**What to work on**:
1 – Answer the following questions using the excerpt on the procedural model of electronic literature:
(a) Who programmed syntext?
(b) What does the excerpt call a space that an actor does not perceive but to which they attribute meaning?
(c) In adaptive generation, where is the meaning of the apparatus indexed?
2 – Write the next part of the excerpt on semiotics in the procedural model, continuing after its final sentence.

In the procedural visualization of Barbosa’s conception, the écrit-lecteur switches quickly between Author and Reader positions while they finalize the data files looking at the result on their computer. For Barbosa, at this time, the author is both an author and a reader.
1.7.2 The écrit-lecteur as meta-reading
Barbosa’s point of view is not compatible with the procedural model hypothesis that an actor doesn’t communicate with themselves. In fact, the écrit-lecteur does not read as a Reader does in narrow reading. They only verify properties of the texte-à-voir they detect in the transitoire observable displayed on their own computer. It is not reading but verification. It is clearly an activity of meta-reading. While the actor finalizes the data files, they quickly switch between the meta-reading of watching the texte-à-voir knowing the texte-auteur, and the modification of the source in the Author position. Note that at this moment in time, there is no Reader position at all.
This behavior is internal to the Author position in the whole dispositif including the Reader position. It participates in its sub-system. When finalized, the source is classically sent to an apparatus toward a Reader for narrow reading.
Barbosa is not the programmer of syntext, only of data the program uses for running. Syntext was programmed by Abílio Cavalheiro who takes on the technical agents position in both apparatuses.
This écrit-lecteur always occurs in Author position in programmed e-lit; any author checks the result of their program by running it on their own computer in an écrit-lecteur behavior.
2. Semiotics treatments in the procedural model
2.1 Spaces of signs and signifying spaces
2.1.1 Spaces of sign vs signifying spaces
A space of sign for an actor is a space in which the actor can perceive signs. But an actor can also attribute meaning to a space they do not perceive. This space is called a signifying space for the actor.
The structural schema shows different potential spaces that are signs or signifying spaces, depending on the position the actor joins: the texte-à-voir, the texte-auteur and the Reading activity in narrow reading. Technical agent activity is also a space of signs in a performance. The internal transformation in the apparatus can also be a signifying space in all positions.
Author’s, Reader’s documents and second discourses are also signs.
2.1.2 Impact of signifying spaces on interpretation
The transformation inside the apparatus is not a space of signs because no human being can show it, but it can be a signifying space. One can give meaning to this transformation because it is indexed in the texte-auteur (the program) and in the texte-à-voir. Several authors have made works precisely about this feature. I think of Sandy Baldwin’s Ping Poetics (2009) and of my adaptive generation (alire 7, 1994; Bootz, 2003). In Ping Poetics, Baldwin regards the apparatus as the time and space of his digital being. This meaning is indexed in both the texte-auteur and the texte-à-voir a meta-reader can perceive.
In adaptive generation, I regard the apparatus as the location of a conflict between the author’s intentionality delegated to the program and the intentionality the technical agents cause. This meaning is indexed only in the texte-auteur, the program. It cannot be perceived from the Reader position.

**Excerpts from a detection dataset**:
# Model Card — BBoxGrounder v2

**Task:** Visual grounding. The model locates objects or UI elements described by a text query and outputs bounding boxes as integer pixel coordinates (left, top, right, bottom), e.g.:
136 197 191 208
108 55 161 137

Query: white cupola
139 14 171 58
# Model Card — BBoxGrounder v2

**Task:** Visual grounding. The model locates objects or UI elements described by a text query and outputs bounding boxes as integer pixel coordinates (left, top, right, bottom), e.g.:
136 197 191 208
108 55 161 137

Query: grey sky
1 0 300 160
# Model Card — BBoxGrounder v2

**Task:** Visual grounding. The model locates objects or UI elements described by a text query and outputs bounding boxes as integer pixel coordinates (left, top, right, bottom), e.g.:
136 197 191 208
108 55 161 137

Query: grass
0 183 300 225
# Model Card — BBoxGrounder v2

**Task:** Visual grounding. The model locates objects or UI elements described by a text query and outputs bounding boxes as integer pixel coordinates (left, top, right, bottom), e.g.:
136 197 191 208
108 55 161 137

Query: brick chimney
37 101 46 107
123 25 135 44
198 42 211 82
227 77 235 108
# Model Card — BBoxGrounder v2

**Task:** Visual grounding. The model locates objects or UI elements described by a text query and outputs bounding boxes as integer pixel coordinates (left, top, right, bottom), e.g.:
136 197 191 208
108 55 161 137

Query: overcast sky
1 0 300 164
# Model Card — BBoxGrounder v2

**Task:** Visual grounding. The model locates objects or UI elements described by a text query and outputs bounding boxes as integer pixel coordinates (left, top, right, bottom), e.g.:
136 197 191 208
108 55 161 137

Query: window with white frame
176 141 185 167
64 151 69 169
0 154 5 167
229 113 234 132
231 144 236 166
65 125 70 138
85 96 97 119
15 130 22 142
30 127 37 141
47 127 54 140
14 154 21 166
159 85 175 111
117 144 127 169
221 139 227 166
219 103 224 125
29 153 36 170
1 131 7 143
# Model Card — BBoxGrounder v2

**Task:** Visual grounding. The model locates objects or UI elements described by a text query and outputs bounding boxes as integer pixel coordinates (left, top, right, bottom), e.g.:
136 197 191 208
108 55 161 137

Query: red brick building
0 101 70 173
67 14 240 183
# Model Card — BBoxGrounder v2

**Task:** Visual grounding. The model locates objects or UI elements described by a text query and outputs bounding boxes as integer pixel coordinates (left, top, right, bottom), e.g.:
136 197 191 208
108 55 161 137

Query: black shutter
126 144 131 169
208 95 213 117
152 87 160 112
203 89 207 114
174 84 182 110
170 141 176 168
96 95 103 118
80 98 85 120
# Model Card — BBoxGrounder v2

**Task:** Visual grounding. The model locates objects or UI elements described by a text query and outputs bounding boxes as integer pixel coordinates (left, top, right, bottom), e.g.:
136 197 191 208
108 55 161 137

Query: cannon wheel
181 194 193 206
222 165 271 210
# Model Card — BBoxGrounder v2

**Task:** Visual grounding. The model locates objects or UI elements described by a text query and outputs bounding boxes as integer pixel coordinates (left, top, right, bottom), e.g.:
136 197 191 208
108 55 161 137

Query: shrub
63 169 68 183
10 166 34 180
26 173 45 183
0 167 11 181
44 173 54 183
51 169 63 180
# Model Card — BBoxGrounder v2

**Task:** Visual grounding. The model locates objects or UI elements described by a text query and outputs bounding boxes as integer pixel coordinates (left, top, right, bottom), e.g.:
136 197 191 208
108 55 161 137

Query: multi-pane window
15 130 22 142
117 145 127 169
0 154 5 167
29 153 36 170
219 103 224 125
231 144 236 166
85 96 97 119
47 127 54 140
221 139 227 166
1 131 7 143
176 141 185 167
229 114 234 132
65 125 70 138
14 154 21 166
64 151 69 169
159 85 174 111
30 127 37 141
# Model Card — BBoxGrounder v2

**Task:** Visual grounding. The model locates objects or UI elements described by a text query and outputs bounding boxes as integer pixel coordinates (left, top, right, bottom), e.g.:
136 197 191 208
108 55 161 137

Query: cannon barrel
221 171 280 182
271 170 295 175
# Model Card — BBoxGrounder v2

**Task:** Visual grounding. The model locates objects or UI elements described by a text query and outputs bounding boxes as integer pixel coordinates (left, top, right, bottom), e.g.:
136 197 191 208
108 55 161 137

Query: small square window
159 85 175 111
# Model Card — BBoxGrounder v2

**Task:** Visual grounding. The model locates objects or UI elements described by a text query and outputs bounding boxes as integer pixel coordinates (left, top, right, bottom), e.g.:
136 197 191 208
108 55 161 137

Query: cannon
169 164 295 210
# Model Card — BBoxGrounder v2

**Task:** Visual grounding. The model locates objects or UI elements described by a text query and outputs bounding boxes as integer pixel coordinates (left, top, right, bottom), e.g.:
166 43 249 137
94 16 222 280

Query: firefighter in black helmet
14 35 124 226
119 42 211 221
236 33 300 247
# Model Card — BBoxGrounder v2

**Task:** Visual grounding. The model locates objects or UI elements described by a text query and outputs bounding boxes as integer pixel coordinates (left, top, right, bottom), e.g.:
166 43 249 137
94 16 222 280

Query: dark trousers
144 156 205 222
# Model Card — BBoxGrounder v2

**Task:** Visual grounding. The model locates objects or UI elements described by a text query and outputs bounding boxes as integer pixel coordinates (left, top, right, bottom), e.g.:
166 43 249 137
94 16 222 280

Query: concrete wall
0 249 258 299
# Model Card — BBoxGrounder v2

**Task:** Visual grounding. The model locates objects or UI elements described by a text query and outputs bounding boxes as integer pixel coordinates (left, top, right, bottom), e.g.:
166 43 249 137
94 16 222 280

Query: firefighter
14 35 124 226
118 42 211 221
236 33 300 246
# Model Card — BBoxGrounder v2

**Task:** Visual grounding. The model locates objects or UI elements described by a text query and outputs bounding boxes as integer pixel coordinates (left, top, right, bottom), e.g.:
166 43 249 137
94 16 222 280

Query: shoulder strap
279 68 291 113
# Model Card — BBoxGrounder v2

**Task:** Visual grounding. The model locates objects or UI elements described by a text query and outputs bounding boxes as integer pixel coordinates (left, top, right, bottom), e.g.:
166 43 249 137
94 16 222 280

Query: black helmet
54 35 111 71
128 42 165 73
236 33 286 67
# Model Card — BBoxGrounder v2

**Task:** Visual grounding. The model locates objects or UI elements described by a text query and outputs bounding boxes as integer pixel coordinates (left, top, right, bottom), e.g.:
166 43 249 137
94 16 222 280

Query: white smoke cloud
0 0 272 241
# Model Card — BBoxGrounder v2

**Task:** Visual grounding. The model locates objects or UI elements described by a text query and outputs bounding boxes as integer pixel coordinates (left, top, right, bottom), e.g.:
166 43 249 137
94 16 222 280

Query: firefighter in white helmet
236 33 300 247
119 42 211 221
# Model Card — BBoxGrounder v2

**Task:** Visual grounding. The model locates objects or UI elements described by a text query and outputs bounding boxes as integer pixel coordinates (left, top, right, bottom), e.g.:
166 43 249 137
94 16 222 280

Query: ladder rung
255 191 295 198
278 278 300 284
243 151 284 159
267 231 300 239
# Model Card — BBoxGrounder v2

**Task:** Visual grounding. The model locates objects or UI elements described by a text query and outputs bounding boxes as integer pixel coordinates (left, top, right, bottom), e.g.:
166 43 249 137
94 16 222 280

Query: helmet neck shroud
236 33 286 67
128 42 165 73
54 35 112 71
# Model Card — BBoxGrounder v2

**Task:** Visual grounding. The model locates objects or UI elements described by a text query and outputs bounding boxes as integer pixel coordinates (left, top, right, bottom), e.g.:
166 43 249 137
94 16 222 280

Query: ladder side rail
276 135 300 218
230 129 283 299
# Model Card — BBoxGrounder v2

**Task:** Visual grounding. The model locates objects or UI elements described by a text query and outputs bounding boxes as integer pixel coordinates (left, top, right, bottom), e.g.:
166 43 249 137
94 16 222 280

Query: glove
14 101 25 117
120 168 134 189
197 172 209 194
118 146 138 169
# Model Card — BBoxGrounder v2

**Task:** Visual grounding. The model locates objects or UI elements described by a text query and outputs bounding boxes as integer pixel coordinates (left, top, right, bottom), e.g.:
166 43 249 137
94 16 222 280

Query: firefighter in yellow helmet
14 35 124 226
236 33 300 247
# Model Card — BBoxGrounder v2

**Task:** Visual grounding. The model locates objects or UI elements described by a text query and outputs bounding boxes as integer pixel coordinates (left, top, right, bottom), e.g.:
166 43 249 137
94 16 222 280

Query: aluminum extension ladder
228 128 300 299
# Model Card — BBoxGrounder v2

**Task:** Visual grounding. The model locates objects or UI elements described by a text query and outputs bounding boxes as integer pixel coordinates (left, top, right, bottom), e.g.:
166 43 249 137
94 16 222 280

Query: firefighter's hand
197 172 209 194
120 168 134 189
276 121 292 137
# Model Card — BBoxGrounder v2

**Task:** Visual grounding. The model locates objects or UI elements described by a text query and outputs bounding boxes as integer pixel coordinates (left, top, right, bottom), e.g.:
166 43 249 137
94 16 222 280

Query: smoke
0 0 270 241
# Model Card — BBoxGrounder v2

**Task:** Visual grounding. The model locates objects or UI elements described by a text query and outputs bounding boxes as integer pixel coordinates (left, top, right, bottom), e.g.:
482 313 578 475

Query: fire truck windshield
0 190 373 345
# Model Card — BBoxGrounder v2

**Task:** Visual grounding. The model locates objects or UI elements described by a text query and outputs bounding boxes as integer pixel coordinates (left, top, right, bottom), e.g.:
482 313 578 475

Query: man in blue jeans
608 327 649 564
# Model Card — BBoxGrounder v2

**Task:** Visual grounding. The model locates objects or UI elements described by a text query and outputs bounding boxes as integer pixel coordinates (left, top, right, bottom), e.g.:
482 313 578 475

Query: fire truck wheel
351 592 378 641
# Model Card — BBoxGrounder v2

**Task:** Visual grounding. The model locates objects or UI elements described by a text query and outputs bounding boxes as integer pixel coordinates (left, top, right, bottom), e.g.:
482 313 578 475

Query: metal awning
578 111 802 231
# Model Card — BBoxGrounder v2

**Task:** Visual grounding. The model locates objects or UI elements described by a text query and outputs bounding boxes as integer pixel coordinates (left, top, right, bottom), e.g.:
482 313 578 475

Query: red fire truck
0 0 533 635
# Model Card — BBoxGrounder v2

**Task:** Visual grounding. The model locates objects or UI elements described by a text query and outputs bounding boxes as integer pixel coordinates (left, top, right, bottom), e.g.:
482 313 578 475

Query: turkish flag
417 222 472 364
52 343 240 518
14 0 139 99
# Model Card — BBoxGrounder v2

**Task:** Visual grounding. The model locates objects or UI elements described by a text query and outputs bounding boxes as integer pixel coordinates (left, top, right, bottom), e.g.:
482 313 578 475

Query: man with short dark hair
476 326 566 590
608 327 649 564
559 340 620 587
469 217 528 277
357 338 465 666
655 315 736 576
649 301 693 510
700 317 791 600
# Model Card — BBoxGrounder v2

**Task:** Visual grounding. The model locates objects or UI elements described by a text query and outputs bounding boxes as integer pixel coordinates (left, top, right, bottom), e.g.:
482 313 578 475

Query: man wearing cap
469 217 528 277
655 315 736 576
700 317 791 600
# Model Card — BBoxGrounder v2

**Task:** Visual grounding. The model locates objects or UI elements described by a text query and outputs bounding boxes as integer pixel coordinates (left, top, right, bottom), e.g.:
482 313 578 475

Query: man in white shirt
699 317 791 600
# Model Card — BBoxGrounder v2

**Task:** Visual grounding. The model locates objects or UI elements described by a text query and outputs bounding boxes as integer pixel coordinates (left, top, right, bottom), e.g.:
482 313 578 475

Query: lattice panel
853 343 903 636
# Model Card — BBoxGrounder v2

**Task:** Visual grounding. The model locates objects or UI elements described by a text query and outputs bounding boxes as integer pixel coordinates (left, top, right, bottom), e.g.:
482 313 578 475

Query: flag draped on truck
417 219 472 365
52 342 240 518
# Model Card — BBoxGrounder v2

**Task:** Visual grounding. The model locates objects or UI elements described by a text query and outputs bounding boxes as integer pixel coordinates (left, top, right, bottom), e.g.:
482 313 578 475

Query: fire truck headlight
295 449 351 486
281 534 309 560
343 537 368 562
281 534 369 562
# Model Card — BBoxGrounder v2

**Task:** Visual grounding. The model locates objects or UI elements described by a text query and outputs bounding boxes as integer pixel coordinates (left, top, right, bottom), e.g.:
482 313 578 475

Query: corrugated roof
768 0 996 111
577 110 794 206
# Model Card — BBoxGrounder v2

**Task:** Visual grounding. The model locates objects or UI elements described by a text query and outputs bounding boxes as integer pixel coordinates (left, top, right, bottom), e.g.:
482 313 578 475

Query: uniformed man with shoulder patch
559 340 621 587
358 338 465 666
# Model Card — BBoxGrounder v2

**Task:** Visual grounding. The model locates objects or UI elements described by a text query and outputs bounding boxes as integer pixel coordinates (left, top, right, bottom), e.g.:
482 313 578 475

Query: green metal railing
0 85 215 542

**Answers for this exercise**:
1 –
(a) Abílio Cavalheiro.
(b) A signifying space.
(c) Only in the texte-auteur, the program.

2 –
The behavior of the apparatus is a signifying space in the material metaphors Katherine Hayles introduces in her technotext theory. For instance, in Jean-Marie Dutey’s work Le mange-texte (1989), one material metaphor is due to obsolescence. A message error is displayed when one tries to run the program on current computers because it is an old DOS program. This error message comes from the OS, but one must consider that this message is inscribed in the transitoire observable of the work, even if this transitoire observable has no longer a causal relationship with the source. The causal link between the source and a transitoire observable this source logically describes is totally broken even though the transitoire observable exists. The work is obsolete for the Reader position, because they has access to nothing besides an error message, but not for a meta-reader. A meta-reader can rebuild from the texte-auteur the linguistic text that should logically appear in the texte-à-voir. This linguistic text uses the deictic “you” and it seems that the program talks to the Reader from the inside of the apparatus. The meta-reader can then interpret the impossibility to read the text in the narrowest reading imaginable; namely: as a material metaphor of death. In this material metaphor, the Reader position metaphorically plays the dead situation the text would express. The work cannot become obsolete for a meta-reader.
In general, as narrow reading activity is a space of signs for meta-reading, it is impossible not to read because the reader in the Reader position does not read the texte-à-voir from the outside of the work as they do in reading a book, they read inside the work for a meta-reader, even if nobody occupies the meta-reading position. Only the fact that meta-reading is a position in the dipositive makes this feature actual: it is impossible for you not to read a digital work you run. Just as it is not necessary for a book to be actually read for its text to make sense to a hypothetical reader, it is not necessary for the narrow reading activity to be actual for it to make sense to a hypothetical meta-reader.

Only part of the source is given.